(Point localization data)

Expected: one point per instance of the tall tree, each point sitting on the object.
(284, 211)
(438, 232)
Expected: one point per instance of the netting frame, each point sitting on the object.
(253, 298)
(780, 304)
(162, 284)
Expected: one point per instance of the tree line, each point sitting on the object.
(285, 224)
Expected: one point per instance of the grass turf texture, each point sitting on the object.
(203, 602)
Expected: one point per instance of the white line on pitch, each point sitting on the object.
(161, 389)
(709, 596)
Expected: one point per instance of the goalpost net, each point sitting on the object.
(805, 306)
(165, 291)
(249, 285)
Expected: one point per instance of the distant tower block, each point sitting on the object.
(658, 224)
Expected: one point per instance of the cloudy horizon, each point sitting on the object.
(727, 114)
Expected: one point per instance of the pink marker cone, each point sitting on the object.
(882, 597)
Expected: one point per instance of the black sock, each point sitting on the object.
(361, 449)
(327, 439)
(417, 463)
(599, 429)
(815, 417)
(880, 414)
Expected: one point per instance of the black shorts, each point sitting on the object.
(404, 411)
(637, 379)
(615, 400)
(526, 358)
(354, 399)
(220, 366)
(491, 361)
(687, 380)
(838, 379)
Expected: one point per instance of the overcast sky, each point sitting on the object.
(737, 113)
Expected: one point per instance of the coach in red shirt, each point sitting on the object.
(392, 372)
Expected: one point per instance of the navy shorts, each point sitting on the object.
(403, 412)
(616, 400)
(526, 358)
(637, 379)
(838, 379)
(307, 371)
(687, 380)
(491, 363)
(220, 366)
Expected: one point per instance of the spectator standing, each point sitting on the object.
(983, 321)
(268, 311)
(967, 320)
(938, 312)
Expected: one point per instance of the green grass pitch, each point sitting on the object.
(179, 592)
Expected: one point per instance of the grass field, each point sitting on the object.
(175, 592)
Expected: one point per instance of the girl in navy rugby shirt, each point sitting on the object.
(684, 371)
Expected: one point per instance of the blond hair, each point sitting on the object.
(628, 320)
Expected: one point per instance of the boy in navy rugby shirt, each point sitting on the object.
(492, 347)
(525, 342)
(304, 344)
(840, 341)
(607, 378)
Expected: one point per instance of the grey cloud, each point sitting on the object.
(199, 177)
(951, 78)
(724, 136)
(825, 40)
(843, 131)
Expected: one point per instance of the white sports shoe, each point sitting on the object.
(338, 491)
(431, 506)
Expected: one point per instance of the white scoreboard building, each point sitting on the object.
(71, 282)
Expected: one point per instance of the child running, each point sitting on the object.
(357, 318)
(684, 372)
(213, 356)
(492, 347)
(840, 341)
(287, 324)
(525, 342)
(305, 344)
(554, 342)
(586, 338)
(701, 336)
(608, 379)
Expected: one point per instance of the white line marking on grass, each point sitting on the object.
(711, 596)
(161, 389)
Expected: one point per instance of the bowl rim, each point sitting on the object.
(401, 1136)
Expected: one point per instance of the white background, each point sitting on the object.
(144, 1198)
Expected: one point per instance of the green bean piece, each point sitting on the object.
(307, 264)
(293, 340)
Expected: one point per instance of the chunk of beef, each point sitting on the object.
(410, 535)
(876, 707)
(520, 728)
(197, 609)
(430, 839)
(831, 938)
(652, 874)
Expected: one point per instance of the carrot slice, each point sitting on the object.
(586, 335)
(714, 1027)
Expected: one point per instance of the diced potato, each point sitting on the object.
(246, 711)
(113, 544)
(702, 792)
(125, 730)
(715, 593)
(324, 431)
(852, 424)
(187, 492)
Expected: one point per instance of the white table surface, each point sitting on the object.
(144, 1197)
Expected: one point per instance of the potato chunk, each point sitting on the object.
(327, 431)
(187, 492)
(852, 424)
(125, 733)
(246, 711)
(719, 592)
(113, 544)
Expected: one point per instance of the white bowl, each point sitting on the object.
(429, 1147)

Exercise aim :: Without omitting anything, output the entries exactly.

Answer section ::
Expected: one point per instance of the tall tree, each point sitting on the object.
(284, 211)
(438, 232)
Expected: one point per instance of the netting frame, each point sitting on the object.
(253, 298)
(780, 304)
(162, 284)
Expected: one point per instance of the tree line, each point sitting on the object.
(285, 224)
Expected: one point per instance of the grass turf texture, each point sitting on the object.
(203, 602)
Expected: one point per instance of the white line on pitch, each point sitting on the object.
(161, 389)
(709, 596)
Expected: one point per instance of the goalpost net, each point sitting on the object.
(805, 306)
(165, 291)
(249, 285)
Expected: one point per instance of the distant tower block, each point sitting on the object.
(658, 224)
Expected: one point per instance of the cloudy horizon, each point sitting on the object.
(727, 114)
Expected: one point per instance of the pink marker cone, each point sitting on the object.
(882, 597)
Expected: one point per instance of the black sock, each point sitting on the object.
(361, 449)
(327, 439)
(417, 463)
(599, 429)
(815, 417)
(880, 414)
Expected: one point per instance of the black shorts, each point sitting on the object.
(404, 411)
(637, 379)
(615, 400)
(526, 358)
(354, 399)
(220, 366)
(491, 361)
(687, 380)
(838, 379)
Expected: one point per instance of the overcast sky, each point sitting on the object.
(737, 113)
Expected: one point per instance of the coach in red shirt, each point sitting on the object.
(392, 372)
Expected: one point per instance of the navy shorts, each point sitting on the object.
(403, 412)
(616, 400)
(526, 358)
(637, 379)
(838, 379)
(307, 371)
(687, 380)
(491, 363)
(220, 366)
Expected: one point per instance of the spectator standing, each point sitting on the object.
(983, 321)
(268, 311)
(967, 320)
(938, 312)
Expected: one point per instance of the green grass pitch, each point sitting on the object.
(179, 592)
Expected: one point per instance of the grass field, each point sitting on the object.
(175, 592)
Expected: one point per instance of the girl in navy rugby shirt, each point sitting on the object.
(684, 371)
Expected: one point per instance of the blond hair, each point sitting on the object.
(628, 320)
Expected: one point per instance of the boy in navy rugby shirt, each point sitting on the object.
(492, 347)
(525, 342)
(304, 344)
(840, 341)
(607, 378)
Expected: one point per instance of the grey cloud, each point sitting on the object.
(199, 177)
(951, 78)
(724, 136)
(825, 40)
(843, 131)
Expected: one point per instance of the white sports shoe, each point sitting on the object.
(338, 491)
(431, 506)
Expected: one point per instance of the white scoreboard building, each point sitting on the object.
(71, 282)
Expected: one point per instance of the child running, each point sitting on the object.
(357, 318)
(684, 372)
(213, 356)
(492, 347)
(840, 341)
(287, 324)
(525, 342)
(305, 344)
(554, 342)
(586, 338)
(701, 336)
(608, 379)
Expected: one point per instance of the white line marking on grass, each point sitting on the object.
(711, 596)
(161, 389)
Expected: one point per instance of the bowl rim, each point sitting on the object.
(401, 1136)
Expected: one point per instance of the white background, each point sitting on the object.
(144, 1198)
Expected: one point per instance of the green bean piece, each point sitting on the object.
(307, 264)
(293, 340)
Expected: one point per instance of the chunk of beef, each point sitting on the object.
(410, 535)
(876, 707)
(520, 728)
(197, 609)
(430, 839)
(831, 938)
(652, 874)
Expected: one point per instance of the carrot slice, each point sitting on the object.
(586, 335)
(714, 1027)
Expected: one point per instance of the diced potato, each point sitting on the object.
(246, 711)
(113, 544)
(702, 792)
(125, 730)
(715, 593)
(324, 431)
(852, 424)
(187, 492)
Expected: one point per instance of the white table surface, each point sitting on the object.
(144, 1197)
Expected: one point per instance of the potato chunk, each point sitting on the object.
(327, 431)
(187, 492)
(852, 424)
(125, 733)
(246, 711)
(719, 592)
(113, 544)
Expected: one point per instance of the white bowl, each point sitting on the object.
(429, 1147)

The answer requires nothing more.